___ Source records
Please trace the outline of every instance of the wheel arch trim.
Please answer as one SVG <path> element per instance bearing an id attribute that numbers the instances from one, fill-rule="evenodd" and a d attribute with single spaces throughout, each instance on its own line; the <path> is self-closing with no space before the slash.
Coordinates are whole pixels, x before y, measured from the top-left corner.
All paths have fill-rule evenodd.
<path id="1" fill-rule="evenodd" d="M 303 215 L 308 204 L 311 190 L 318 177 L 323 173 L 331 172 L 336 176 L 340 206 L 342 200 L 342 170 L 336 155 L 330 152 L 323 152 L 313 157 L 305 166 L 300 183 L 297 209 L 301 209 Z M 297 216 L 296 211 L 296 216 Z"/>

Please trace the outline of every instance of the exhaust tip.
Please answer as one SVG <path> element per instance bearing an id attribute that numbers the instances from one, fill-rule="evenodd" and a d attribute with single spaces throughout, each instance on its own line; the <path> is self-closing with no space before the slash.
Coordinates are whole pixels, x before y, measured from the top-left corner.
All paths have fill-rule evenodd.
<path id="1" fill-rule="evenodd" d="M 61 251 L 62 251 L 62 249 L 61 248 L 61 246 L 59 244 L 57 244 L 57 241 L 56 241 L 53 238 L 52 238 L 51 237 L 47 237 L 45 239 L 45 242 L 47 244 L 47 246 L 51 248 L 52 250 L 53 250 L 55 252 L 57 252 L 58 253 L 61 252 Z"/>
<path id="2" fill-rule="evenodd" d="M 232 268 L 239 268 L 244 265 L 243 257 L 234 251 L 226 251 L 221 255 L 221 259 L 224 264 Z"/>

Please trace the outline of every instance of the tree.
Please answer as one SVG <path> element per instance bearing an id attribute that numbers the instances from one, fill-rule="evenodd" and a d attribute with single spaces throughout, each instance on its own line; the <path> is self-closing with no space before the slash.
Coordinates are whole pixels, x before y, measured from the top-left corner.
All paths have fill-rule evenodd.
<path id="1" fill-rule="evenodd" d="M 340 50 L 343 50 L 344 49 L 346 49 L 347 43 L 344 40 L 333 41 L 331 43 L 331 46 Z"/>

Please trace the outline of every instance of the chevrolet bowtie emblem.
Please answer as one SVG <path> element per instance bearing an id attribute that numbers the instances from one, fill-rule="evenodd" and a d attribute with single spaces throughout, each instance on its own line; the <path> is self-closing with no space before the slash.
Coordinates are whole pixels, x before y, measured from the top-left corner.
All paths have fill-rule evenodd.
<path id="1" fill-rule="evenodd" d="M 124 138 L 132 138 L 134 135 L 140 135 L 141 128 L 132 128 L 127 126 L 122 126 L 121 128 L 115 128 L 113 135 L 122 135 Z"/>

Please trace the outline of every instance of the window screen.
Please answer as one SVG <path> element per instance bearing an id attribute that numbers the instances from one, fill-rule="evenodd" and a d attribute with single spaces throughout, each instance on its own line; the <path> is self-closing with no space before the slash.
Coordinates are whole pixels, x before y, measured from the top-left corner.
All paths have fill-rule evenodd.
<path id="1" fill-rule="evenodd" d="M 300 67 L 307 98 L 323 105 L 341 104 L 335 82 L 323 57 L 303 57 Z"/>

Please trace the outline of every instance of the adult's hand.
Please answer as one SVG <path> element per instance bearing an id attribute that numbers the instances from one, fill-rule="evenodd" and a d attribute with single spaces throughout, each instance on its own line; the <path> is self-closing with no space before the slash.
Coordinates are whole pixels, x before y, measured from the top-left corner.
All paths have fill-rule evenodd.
______
- **Required work**:
Please format every line of the records above as a JSON list of strings, one string per line, leaving out the blank lines.

- **Answer to this task**:
[
  "Please trace the outline of every instance of the wheel arch trim.",
  "Please answer as one SVG <path> element per instance bearing an id attribute that numbers the instances from one, fill-rule=\"evenodd\" and a d attribute with single spaces throughout, each instance on its own line; the <path> is self-closing with no space before the slash.",
  "Coordinates are whole pixels, x before y, measured from the top-left corner.",
  "All paths have fill-rule evenodd.",
  "<path id=\"1\" fill-rule=\"evenodd\" d=\"M 303 215 L 308 204 L 311 190 L 318 177 L 323 173 L 331 172 L 336 176 L 340 206 L 342 200 L 342 170 L 336 155 L 330 152 L 323 152 L 313 157 L 305 166 L 300 183 L 297 209 L 301 209 Z M 297 216 L 296 211 L 296 216 Z\"/>",
  "Please trace the outline of every instance of the exhaust tip.",
  "Please answer as one SVG <path> element per instance bearing an id attribute that numbers the instances from one, fill-rule=\"evenodd\" and a d attribute with single spaces throughout, each instance on its own line; the <path> is self-closing with no space before the slash.",
  "Coordinates are whole pixels, x before y, measured from the top-left corner.",
  "All paths have fill-rule evenodd.",
  "<path id=\"1\" fill-rule=\"evenodd\" d=\"M 61 251 L 62 251 L 62 249 L 61 248 L 61 246 L 59 244 L 57 244 L 57 241 L 56 241 L 53 238 L 52 238 L 51 237 L 47 237 L 45 239 L 45 242 L 47 244 L 47 246 L 51 248 L 52 250 L 53 250 L 55 252 L 57 252 L 58 253 L 61 252 Z\"/>",
  "<path id=\"2\" fill-rule=\"evenodd\" d=\"M 232 268 L 239 268 L 244 265 L 243 257 L 234 251 L 226 251 L 221 255 L 221 259 L 224 264 Z\"/>",
  "Please trace the outline of every instance of the tree.",
  "Please answer as one SVG <path> element per instance bearing an id attribute that numbers the instances from one, fill-rule=\"evenodd\" and a d attribute with single spaces throughout, each instance on its own line; the <path> is self-closing with no space before the slash.",
  "Coordinates are whole pixels, x before y, measured from the top-left corner.",
  "All paths have fill-rule evenodd.",
  "<path id=\"1\" fill-rule=\"evenodd\" d=\"M 340 50 L 343 50 L 344 49 L 346 49 L 347 43 L 344 40 L 333 41 L 331 43 L 331 46 Z\"/>",
  "Please trace the outline of every instance of the chevrolet bowtie emblem.",
  "Please answer as one SVG <path> element per instance bearing an id attribute that numbers the instances from one, fill-rule=\"evenodd\" and a d attribute with single spaces throughout, each instance on its own line; the <path> is self-closing with no space before the slash.",
  "Coordinates are whole pixels, x before y, measured from the top-left corner.",
  "All paths have fill-rule evenodd.",
  "<path id=\"1\" fill-rule=\"evenodd\" d=\"M 124 138 L 132 138 L 134 135 L 140 135 L 141 128 L 132 128 L 127 126 L 122 126 L 121 128 L 115 128 L 113 135 L 122 135 Z\"/>",
  "Please trace the outline of every instance of the window screen.",
  "Please answer as one SVG <path> element per instance bearing an id attribute that numbers the instances from one, fill-rule=\"evenodd\" and a d attribute with single spaces throughout, each instance on its own line; the <path> is self-closing with no space before the slash.",
  "Coordinates are whole pixels, x before y, measured from the top-left corner.",
  "All paths have fill-rule evenodd.",
  "<path id=\"1\" fill-rule=\"evenodd\" d=\"M 300 67 L 307 98 L 323 105 L 341 104 L 335 82 L 323 57 L 303 57 Z\"/>",
  "Please trace the outline of every instance of the adult's hand.",
  "Please answer as one SVG <path> element per instance bearing an id attribute that numbers the instances from one, fill-rule=\"evenodd\" and a d attribute with single spaces throughout, each instance on its own line; the <path> is self-closing with no space before the slash.",
  "Coordinates are whole pixels, x before y, measured from the top-left corner.",
  "All paths have fill-rule evenodd."
]